(Materials provided begins)

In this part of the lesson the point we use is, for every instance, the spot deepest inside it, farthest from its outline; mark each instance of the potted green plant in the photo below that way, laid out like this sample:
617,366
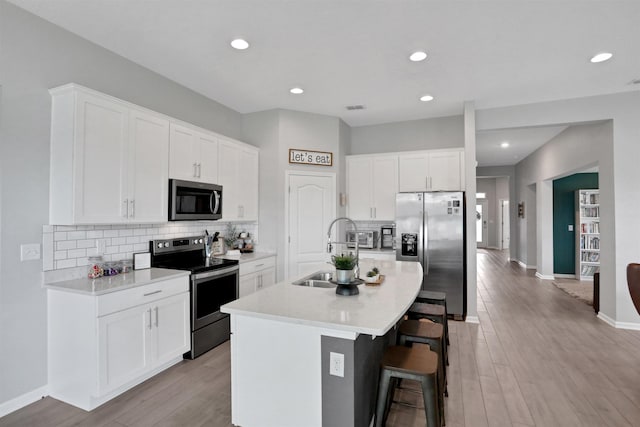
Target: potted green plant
344,265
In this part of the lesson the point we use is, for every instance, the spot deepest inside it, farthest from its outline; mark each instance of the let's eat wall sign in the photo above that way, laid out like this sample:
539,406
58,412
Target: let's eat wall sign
306,157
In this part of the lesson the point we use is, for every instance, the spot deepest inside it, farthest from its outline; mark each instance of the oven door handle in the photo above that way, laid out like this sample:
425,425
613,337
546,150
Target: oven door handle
215,273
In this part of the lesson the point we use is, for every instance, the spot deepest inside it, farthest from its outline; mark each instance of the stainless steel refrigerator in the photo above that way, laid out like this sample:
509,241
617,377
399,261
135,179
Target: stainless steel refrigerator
430,229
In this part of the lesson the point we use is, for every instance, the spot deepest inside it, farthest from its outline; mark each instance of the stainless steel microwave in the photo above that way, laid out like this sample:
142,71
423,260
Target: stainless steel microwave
192,201
367,239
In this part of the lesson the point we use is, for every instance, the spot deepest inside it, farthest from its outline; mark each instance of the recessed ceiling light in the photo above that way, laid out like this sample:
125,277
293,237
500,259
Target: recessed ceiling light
601,57
418,56
239,44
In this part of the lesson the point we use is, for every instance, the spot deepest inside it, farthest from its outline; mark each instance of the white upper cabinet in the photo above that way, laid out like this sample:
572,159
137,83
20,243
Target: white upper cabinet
193,155
434,170
108,161
372,184
238,175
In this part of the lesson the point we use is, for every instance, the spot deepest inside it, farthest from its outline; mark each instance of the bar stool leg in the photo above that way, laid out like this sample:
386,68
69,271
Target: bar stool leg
383,397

(Materials provided ends)

Only the pictures are to be omitted; the records above must otherwise be reproduced exactly.

- Exercise solution -
In this part of the lesson the point we use is, for every instance, the spot deepest inside it, farthest from its outline; mark each instance of the potted green plant in the photo below that way, laid out like this sample:
617,366
Target: potted green plant
344,265
In this part of the lesson the point we use is, for every instance, the spot deepest inside it, farthest from its outline; mark each instance of the let's eat wall sign in the photo above that way, laid out like this sample:
539,406
58,412
Target: let's eat wall sign
306,157
In this part of the lesson the point we use is, for every instance, the spot deepest inside it, farthest from its outline; mark each instance of the oven door handle in the photo above that way, laid out like this sample:
425,425
613,337
546,150
Target: oven door handle
215,273
In this part of the lesson the point we use is, for every instance, the spot deepest inside it, farthest from its outline; mark each instance of the stainless steel refrigerator in the photo above that way, laid out like this sample:
509,241
617,377
399,261
135,179
Target: stainless steel refrigerator
430,229
In this part of the lesson the point we use is, for every instance, the spot deepest inside it, farthest from its outline; mark each instance of the stainless steel microwave in the photo above that way, laid out like this sample:
142,71
423,260
Target: stainless steel microwave
192,201
367,239
In this part of the lesson the point we use is, for every instance, the spot deepest inside it, farthest from its outline; mark each instance of the recessed ceiling light in the photo above that way, laid out like this sample:
125,277
293,237
500,259
Target: recessed ceiling light
601,57
418,56
239,44
In this part of the lesson the point we use is, for every instance, the spot deepest inside it, farthest from its outline; mark each instance of the white upper cabinet in the photo above that way, laid out like this sample:
572,159
137,83
20,243
Target: white upper cabinet
193,155
434,170
108,161
372,184
238,175
In this part of the lesson the point we use is, for every instance, the spot deepest inside it, farthest from its outline; mark each instance of the bar stool leg in the photo above that way, laid out like this sample:
386,68
69,271
Target: bar stool leg
383,397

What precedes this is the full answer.